# AIM OF THE EXERCISE
Copy the lines below word for word, starting at the line that contains "Please, can you tell me where the couple" and ending at the line that contains "24, 5, 35, 27", with both of those lines included.

# SOURCE DATA
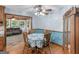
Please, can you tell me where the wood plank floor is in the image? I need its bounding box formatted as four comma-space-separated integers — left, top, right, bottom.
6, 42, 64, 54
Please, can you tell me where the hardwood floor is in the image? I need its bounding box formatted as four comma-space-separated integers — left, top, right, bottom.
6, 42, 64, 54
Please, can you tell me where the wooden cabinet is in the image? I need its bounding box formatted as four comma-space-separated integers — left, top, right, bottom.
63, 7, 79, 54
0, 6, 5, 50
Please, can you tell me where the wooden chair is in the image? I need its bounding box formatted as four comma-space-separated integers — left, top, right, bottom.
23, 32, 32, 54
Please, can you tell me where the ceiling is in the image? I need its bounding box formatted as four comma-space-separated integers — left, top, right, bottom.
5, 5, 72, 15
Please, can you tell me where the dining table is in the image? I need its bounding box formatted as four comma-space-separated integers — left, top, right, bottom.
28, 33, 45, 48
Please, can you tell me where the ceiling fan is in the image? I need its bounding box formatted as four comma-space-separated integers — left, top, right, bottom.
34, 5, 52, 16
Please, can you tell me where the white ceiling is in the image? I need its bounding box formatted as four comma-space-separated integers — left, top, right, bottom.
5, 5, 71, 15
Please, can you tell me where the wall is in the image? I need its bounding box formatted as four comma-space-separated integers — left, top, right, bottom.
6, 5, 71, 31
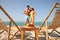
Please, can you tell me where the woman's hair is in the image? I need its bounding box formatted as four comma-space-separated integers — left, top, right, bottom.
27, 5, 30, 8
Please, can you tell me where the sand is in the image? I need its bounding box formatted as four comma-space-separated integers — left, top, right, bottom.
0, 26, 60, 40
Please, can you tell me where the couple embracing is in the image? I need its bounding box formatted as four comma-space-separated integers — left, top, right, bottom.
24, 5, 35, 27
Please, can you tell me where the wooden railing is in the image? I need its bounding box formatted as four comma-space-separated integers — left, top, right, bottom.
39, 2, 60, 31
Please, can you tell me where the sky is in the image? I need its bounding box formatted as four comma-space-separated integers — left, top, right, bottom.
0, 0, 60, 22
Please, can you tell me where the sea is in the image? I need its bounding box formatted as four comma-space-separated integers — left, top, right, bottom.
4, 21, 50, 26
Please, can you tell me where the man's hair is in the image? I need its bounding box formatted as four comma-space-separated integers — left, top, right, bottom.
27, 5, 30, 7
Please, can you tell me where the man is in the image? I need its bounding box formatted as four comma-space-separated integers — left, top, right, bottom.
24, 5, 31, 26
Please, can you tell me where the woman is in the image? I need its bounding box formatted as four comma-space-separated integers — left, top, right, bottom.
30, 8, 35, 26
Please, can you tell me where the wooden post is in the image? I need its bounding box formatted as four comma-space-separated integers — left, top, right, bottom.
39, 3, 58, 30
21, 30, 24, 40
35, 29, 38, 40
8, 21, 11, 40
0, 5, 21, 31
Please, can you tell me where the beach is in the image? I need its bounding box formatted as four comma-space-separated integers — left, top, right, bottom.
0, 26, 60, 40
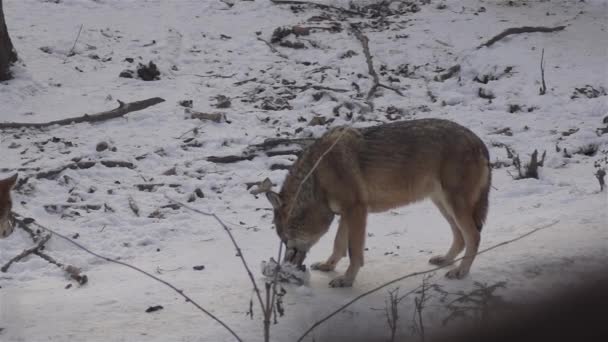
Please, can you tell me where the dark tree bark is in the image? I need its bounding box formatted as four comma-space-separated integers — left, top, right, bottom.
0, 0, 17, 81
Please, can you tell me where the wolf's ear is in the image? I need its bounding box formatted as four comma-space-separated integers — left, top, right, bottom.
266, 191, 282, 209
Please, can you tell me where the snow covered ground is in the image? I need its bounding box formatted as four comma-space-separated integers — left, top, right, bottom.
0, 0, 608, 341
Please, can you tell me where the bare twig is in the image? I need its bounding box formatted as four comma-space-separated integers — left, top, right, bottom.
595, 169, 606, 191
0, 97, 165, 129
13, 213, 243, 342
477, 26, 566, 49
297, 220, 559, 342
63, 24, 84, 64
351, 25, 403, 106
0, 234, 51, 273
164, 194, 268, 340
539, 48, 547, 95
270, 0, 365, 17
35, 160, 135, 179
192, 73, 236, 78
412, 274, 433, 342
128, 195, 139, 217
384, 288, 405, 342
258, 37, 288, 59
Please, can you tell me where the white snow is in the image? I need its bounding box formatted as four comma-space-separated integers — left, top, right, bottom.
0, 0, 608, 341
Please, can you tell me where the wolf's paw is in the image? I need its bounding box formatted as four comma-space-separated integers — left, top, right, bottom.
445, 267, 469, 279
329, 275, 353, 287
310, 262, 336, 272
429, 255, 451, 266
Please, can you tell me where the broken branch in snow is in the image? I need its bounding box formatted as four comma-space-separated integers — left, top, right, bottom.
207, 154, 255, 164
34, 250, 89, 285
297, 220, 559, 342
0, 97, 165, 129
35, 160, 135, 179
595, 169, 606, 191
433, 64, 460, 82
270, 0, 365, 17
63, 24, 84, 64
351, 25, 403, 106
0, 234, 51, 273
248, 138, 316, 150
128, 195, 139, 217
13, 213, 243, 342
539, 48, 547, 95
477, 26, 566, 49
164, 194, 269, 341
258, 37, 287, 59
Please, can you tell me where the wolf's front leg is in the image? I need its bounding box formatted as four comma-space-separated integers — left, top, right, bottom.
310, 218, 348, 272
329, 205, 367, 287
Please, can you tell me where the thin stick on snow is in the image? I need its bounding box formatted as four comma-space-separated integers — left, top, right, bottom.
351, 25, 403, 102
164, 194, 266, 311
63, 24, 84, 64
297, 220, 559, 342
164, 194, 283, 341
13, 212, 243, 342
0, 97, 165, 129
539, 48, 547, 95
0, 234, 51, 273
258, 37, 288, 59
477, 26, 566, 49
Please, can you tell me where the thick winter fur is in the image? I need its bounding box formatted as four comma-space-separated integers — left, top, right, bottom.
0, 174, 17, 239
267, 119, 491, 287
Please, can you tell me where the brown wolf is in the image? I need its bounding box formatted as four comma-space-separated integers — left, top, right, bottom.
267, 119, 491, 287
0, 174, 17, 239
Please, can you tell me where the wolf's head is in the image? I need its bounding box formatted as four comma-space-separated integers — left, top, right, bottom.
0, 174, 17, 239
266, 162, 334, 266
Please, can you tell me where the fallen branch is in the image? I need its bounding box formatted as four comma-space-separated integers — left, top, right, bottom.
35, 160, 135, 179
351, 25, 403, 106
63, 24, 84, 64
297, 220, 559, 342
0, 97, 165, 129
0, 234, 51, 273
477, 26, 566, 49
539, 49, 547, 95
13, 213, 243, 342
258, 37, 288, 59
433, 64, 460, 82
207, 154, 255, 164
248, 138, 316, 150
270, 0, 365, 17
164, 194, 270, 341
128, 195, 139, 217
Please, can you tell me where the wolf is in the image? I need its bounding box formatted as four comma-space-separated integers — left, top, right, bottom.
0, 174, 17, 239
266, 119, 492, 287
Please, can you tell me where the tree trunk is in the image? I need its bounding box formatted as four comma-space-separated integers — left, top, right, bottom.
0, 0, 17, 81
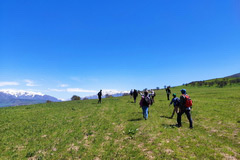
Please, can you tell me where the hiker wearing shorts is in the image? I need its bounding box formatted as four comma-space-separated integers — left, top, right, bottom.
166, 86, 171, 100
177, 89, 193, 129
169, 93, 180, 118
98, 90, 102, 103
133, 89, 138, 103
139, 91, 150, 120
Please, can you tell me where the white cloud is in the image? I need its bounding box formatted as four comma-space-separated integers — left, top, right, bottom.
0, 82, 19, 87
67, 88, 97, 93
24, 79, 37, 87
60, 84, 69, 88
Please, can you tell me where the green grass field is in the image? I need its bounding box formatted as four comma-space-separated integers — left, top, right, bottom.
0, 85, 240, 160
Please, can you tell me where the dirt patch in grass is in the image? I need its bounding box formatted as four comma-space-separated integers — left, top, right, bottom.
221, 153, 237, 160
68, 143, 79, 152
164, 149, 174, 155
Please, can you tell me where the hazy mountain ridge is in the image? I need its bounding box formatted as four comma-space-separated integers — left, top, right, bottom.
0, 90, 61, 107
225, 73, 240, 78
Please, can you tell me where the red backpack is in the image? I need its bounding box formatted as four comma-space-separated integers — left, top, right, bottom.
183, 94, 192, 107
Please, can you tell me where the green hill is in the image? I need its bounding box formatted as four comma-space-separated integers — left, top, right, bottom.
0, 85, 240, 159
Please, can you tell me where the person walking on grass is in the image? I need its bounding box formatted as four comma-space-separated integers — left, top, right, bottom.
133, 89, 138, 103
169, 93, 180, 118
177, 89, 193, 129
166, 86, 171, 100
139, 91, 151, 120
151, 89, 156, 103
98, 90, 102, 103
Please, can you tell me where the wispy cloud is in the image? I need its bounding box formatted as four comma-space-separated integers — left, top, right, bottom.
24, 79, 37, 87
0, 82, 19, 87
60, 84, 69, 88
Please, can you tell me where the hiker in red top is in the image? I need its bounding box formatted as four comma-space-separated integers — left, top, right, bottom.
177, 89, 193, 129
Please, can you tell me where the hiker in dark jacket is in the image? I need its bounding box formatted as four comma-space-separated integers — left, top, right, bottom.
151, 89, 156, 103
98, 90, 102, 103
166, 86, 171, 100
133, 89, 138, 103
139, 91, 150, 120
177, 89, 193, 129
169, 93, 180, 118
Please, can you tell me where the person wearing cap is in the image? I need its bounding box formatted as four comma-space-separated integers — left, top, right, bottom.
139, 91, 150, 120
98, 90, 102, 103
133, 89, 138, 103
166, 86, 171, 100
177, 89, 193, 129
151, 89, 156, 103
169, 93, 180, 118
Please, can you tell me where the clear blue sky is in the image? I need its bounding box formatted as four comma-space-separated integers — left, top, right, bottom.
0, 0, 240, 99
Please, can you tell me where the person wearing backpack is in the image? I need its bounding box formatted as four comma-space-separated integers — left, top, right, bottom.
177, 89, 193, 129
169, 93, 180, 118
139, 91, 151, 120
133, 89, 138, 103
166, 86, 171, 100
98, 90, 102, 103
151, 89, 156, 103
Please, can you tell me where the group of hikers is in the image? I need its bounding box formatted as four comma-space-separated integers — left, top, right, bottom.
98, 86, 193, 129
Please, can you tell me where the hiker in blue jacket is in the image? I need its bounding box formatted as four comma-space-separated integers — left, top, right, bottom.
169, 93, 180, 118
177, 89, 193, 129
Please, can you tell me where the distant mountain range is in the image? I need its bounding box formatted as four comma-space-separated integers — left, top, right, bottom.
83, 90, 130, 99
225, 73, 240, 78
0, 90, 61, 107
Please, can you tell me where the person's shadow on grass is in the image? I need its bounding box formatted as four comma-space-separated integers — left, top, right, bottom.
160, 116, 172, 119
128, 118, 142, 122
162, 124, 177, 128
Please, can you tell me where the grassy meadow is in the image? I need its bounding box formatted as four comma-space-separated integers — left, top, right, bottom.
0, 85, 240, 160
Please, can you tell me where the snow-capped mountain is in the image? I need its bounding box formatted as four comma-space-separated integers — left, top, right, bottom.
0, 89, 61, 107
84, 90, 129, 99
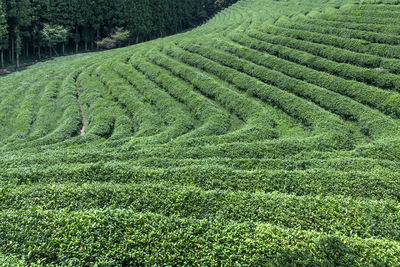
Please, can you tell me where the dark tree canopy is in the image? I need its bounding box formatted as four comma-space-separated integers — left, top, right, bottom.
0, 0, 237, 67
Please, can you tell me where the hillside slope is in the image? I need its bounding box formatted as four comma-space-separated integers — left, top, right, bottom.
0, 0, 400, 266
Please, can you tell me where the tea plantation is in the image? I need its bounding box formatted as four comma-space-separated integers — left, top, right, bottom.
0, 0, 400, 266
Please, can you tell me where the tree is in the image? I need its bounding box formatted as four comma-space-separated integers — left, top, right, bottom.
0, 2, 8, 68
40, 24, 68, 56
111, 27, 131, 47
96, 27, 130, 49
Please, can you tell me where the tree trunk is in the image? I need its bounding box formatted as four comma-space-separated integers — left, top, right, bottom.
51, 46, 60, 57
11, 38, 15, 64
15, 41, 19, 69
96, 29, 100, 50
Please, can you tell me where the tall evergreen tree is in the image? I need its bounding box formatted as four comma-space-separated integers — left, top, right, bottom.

# RESULT
Please, can you tell me where the couple embracing is in the image? I need its bounding box formatted as four comma-space-separated integers — left, top, right, bottom.
24, 5, 35, 27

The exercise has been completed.